■ **Source data**
□ □ □ □
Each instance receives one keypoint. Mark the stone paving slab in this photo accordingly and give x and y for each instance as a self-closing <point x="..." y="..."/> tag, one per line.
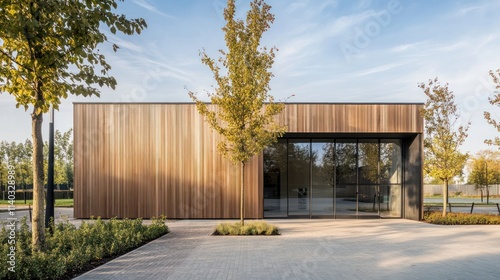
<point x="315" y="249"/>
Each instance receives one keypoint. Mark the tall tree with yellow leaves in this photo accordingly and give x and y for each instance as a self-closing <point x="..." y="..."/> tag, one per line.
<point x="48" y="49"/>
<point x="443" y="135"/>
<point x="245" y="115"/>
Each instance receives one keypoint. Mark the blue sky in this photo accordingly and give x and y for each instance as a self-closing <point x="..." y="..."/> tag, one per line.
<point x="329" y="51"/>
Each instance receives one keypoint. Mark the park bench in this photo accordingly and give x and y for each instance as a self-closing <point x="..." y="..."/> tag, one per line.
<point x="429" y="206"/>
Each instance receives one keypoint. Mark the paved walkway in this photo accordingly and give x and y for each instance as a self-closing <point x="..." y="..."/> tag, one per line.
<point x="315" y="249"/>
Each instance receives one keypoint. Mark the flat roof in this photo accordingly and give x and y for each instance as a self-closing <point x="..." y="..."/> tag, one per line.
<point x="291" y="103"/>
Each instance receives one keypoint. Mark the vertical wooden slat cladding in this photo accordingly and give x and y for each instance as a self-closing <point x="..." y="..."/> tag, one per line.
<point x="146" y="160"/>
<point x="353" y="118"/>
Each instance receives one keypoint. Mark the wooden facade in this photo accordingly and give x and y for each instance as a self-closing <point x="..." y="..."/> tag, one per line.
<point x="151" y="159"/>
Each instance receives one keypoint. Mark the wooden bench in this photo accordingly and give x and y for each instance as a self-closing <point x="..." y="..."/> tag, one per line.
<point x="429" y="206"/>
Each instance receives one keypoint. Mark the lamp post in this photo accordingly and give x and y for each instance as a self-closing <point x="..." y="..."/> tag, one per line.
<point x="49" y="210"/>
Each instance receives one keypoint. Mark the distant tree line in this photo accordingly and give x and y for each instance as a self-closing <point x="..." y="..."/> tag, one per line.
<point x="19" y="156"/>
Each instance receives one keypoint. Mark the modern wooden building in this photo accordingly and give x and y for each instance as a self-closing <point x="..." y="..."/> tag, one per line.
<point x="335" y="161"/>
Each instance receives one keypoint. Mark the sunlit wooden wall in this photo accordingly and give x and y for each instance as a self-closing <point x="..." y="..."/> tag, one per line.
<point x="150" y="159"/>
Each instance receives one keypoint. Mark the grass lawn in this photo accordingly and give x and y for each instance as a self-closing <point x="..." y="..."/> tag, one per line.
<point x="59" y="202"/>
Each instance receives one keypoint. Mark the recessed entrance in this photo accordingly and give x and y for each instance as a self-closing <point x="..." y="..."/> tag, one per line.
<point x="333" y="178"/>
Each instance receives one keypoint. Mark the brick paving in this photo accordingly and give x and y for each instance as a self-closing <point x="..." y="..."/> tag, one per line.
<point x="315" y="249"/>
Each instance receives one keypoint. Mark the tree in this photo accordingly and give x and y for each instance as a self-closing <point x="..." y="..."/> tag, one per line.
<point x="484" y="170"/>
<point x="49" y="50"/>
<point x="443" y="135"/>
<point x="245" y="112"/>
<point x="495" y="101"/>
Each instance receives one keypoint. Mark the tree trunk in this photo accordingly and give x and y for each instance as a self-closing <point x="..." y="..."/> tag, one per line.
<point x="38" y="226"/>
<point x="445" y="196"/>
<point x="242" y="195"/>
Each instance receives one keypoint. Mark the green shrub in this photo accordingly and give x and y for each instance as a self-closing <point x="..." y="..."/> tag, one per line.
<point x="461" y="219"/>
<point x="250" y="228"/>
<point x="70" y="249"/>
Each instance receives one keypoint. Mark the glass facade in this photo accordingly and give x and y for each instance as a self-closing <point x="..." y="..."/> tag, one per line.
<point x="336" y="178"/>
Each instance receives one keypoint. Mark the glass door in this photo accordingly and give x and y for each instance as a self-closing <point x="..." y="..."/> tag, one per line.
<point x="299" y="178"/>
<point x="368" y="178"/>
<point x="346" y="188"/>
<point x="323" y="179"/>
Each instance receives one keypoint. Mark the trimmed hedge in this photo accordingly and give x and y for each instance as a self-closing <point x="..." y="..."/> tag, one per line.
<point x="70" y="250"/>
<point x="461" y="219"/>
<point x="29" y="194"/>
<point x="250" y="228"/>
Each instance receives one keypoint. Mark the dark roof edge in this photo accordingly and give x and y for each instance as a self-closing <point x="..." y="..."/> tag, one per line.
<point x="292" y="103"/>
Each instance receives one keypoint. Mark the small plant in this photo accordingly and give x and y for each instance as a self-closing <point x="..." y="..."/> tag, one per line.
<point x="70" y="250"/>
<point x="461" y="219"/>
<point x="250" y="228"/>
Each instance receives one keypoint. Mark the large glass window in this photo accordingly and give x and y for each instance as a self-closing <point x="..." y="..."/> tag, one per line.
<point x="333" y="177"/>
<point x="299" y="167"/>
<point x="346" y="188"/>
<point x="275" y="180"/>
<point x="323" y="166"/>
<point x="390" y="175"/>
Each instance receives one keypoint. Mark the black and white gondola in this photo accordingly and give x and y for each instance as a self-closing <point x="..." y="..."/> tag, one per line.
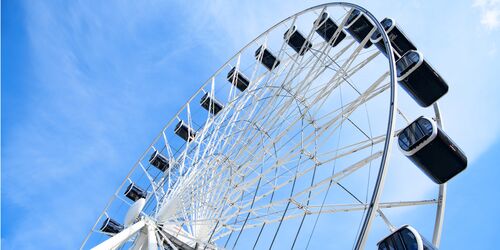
□ □ □ □
■ **Task directions**
Transcribe every record above in full. Pictures stay out of the copy.

■ **Answer area**
Each instance receives one keypoint. Mark the stone paving slab in this photo accordingly and give x and y for each instance as a self-closing <point x="..." y="..."/> tag, one per line.
<point x="315" y="249"/>
Each instance receives one keypoint. Mark the tall tree with yellow leaves in this photo accordingly and give x and y for each instance as a self-closing <point x="..." y="..."/> tag, one per line.
<point x="48" y="49"/>
<point x="443" y="135"/>
<point x="245" y="115"/>
Each instance receives one keypoint. Mark the blue sky in this photo accordingly and give x and y for each instance as a self-closing <point x="..." y="..."/> tag, one per line.
<point x="329" y="51"/>
Each instance receives one keypoint. Mark the park bench in this photo accordingly and give x and y for each instance as a self-closing <point x="..." y="..."/> tag, one per line.
<point x="429" y="206"/>
Each instance receives one keypoint. Mark the paved walkway in this photo accordingly and give x and y for each instance as a self-closing <point x="..." y="..."/> tag, one per line.
<point x="315" y="249"/>
Each instance receives one keypoint. Mark the flat roof in this photo accordingly and give x and y for each instance as a self-closing <point x="..." y="..."/> tag, one per line.
<point x="291" y="103"/>
Each instance receives one keypoint. Mark the vertical wooden slat cladding in this photo accordingly and give x and y for each instance as a self-closing <point x="..." y="..."/> tag, one per line.
<point x="146" y="160"/>
<point x="353" y="118"/>
Each instance receives one keypoint. Mark the wooden facade in this photo accordingly and give x and y for each instance as a self-closing <point x="..." y="..."/> tag, one per line.
<point x="151" y="159"/>
Each instance receives one keypoint. Mark the wooden bench in this photo accordingly and give x and y for each instance as a self-closing <point x="..." y="..."/> tag, one per line.
<point x="429" y="206"/>
Each instance receives one keypoint. Mark the lamp post in this photo accordingly and give x and y for each instance as a self-closing <point x="..." y="..."/> tag, one per line.
<point x="49" y="210"/>
Each instance receives one keypoint. Mark the distant tree line in this photo accordingly and give x and y for each instance as a self-closing <point x="..." y="..."/> tag, one per line.
<point x="19" y="156"/>
Each instance receives one keypoint. Mark the modern wooden building in this photo accordingly and give x and y for each instance as a self-closing <point x="..." y="..."/> tag, one per line.
<point x="335" y="161"/>
Each instance receives one keypoint. Mark the sunlit wooden wall in this photo accordingly and give x and y for each instance as a self-closing <point x="..." y="..."/> tag, one per line.
<point x="150" y="159"/>
Each instance receives one keypoint. Mark the grass lawn in this photo accordingly and give x and y for each instance as a self-closing <point x="..." y="..."/> tag, one per line.
<point x="59" y="202"/>
Each instance receives one keypoint. Mark the recessed entrance in this photo accordingly and give x and y for each instance as a self-closing <point x="..." y="..."/> tag, one per line.
<point x="333" y="178"/>
Each instance receives one keypoint. Mark the brick paving in this photo accordingly and give x and y for each instance as a self-closing <point x="..." y="..."/> tag, one per line.
<point x="315" y="249"/>
Each instance receives one keypoint. Mark the tree in this photo accordingly and give x and y for each instance as a self-closing <point x="..." y="..."/> tag, one per line.
<point x="484" y="170"/>
<point x="49" y="50"/>
<point x="443" y="135"/>
<point x="245" y="112"/>
<point x="495" y="101"/>
Each instance receives one keypoint. Mark the tree trunk in this photo accordingly and give x and y for each instance as a self-closing <point x="..." y="..."/> tag, one per line.
<point x="38" y="226"/>
<point x="445" y="196"/>
<point x="242" y="195"/>
Each instance receives one keypoint. Mark the green shrub in this photo accordingly and give x and y for each instance as a self-closing <point x="..." y="..."/> tag, one per line.
<point x="461" y="219"/>
<point x="250" y="228"/>
<point x="70" y="249"/>
Each instance receives one keypoint. Mark the glass facade in this photo accordingly and give x and y for each instance as a self-closing <point x="..." y="..."/> tag, one per line.
<point x="336" y="178"/>
Each instance receives one keypoint. Mark the glass door in this photo accordingly and give x and y for each instance as a self-closing <point x="..." y="..."/> tag, one per line.
<point x="299" y="178"/>
<point x="368" y="178"/>
<point x="346" y="188"/>
<point x="323" y="179"/>
Each instance receives one keypoint. Mark the trimmed hedge in this photo accordingly and give x and y for each instance as a self-closing <point x="..." y="..."/> tag, one per line.
<point x="70" y="250"/>
<point x="461" y="219"/>
<point x="29" y="194"/>
<point x="250" y="228"/>
Each instance receives one keypoint. Mark the dark roof edge in this photo accordingly and give x and y for each instance as a self-closing <point x="..." y="..."/> tag, one per line.
<point x="292" y="103"/>
Each instance receives one keypoint. Mark the small plant in this photo accordingly and give x and y for each instance as a self-closing <point x="..." y="..."/> tag, one per line.
<point x="70" y="250"/>
<point x="461" y="219"/>
<point x="250" y="228"/>
Each instance receives one keypoint. Mark the large glass window in this photo accordingly and give x and y for each instance as a self-closing <point x="..." y="..."/> tag, one per line.
<point x="333" y="177"/>
<point x="299" y="167"/>
<point x="346" y="188"/>
<point x="275" y="180"/>
<point x="323" y="166"/>
<point x="390" y="175"/>
Each instance receives one keypoint. Mark the black and white gondola in this photo accordingly and give x and y for each instance as a self-closing <point x="..." y="..."/> tag, one per line.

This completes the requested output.